BEGIN Document section
Read: 9 October, 2017
Recently retired, George is just starting to settle into his life’s new mode when he discovers an odd lesion on his hip. Though his doctor quickly dismisses it as ecsema, George is pretty sure that it must be cancer. And thus begins his spiral into depression as his family tries to cope while being utterly incapable of communicating with one another.
The writing style is casual, almost breathless, as each member of George’s family gives us direct access to their thoughts as they think them. It means that the narrative is always subjective, and sometimes even a little muddled as characters get drunk or high on valium or focus on details to the exclusion of the big picture. But having access to the perspective of all four members of the family balances out the narrative.
That said, Haddon has never met a metaphor he didn’t like. This was particularly noticeable at the beginning, before I had acclimated to the style. And, frankly, it bordered a little on the absurd at times.
END Document section
BEGIN Supplied data
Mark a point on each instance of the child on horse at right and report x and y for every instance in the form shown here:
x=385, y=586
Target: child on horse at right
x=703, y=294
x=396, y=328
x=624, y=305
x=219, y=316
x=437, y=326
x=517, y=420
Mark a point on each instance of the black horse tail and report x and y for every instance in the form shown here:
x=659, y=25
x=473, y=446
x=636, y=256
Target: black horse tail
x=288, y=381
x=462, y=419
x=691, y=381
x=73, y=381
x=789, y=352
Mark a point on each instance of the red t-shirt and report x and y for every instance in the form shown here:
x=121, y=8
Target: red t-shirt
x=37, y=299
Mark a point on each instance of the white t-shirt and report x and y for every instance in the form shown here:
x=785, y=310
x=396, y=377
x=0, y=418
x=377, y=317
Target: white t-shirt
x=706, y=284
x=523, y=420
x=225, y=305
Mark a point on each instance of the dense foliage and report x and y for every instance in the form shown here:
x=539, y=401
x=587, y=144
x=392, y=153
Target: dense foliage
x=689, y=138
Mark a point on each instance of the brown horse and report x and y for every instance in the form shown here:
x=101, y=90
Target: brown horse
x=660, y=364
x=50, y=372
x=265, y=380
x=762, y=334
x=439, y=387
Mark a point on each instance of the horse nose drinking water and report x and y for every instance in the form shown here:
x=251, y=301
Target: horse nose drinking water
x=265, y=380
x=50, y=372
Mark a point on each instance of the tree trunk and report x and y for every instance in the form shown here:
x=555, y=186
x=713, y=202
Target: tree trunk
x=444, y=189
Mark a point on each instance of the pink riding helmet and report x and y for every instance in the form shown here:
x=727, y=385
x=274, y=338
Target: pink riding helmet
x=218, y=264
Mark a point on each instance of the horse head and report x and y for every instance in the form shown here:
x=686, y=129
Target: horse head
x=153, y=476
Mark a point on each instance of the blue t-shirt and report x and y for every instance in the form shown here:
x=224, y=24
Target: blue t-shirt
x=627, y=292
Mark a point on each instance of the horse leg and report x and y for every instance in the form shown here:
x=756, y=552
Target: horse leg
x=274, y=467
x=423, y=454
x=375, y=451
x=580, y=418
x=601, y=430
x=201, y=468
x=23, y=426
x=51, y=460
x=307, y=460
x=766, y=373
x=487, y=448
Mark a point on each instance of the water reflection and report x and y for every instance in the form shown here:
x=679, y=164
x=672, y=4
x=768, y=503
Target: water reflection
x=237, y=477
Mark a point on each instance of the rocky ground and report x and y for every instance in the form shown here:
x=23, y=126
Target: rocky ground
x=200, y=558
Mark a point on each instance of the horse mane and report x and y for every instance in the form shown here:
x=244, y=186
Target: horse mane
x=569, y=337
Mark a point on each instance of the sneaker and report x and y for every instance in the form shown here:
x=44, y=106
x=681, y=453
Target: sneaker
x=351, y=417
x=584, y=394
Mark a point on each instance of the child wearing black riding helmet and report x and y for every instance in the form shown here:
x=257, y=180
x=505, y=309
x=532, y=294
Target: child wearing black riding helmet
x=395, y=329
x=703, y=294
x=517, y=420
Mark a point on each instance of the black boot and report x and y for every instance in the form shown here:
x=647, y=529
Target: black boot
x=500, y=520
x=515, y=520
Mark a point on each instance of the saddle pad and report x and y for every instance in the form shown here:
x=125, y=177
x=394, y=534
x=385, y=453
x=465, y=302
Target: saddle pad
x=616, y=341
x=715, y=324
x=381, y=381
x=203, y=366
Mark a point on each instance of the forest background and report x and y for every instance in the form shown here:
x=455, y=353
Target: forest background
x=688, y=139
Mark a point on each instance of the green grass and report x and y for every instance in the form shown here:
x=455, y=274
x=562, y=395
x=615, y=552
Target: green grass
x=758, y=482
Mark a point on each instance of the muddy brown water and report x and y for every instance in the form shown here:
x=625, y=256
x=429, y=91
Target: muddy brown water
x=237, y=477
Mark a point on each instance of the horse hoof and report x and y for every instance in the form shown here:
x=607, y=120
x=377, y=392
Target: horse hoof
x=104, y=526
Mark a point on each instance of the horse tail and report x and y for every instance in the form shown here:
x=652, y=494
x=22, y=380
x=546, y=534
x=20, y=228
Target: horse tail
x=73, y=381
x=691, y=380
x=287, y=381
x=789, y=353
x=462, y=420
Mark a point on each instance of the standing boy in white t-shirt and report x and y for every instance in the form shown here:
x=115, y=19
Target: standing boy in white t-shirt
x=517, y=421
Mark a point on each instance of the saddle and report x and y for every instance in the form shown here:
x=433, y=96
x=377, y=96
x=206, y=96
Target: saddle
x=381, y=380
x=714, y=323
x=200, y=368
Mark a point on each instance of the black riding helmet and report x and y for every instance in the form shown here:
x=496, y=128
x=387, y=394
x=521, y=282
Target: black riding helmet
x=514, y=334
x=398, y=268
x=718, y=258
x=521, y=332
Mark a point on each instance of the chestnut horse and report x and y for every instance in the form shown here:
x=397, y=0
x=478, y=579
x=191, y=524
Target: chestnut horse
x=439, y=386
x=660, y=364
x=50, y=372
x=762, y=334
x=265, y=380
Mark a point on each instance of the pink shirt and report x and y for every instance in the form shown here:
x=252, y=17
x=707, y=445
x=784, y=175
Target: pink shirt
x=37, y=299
END Supplied data
Set of tasks>
a – Set down the passage of the book review that begins at the words "The writing style" and stops after the words "absurd at times.".
b – In the book review, where on his body does George discover the lesion?
You won't need the rows for this.

Task-by-task results>
a –
The writing style is casual, almost breathless, as each member of George’s family gives us direct access to their thoughts as they think them. It means that the narrative is always subjective, and sometimes even a little muddled as characters get drunk or high on valium or focus on details to the exclusion of the big picture. But having access to the perspective of all four members of the family balances out the narrative.
That said, Haddon has never met a metaphor he didn’t like. This was particularly noticeable at the beginning, before I had acclimated to the style. And, frankly, it bordered a little on the absurd at times.

b – On his hip.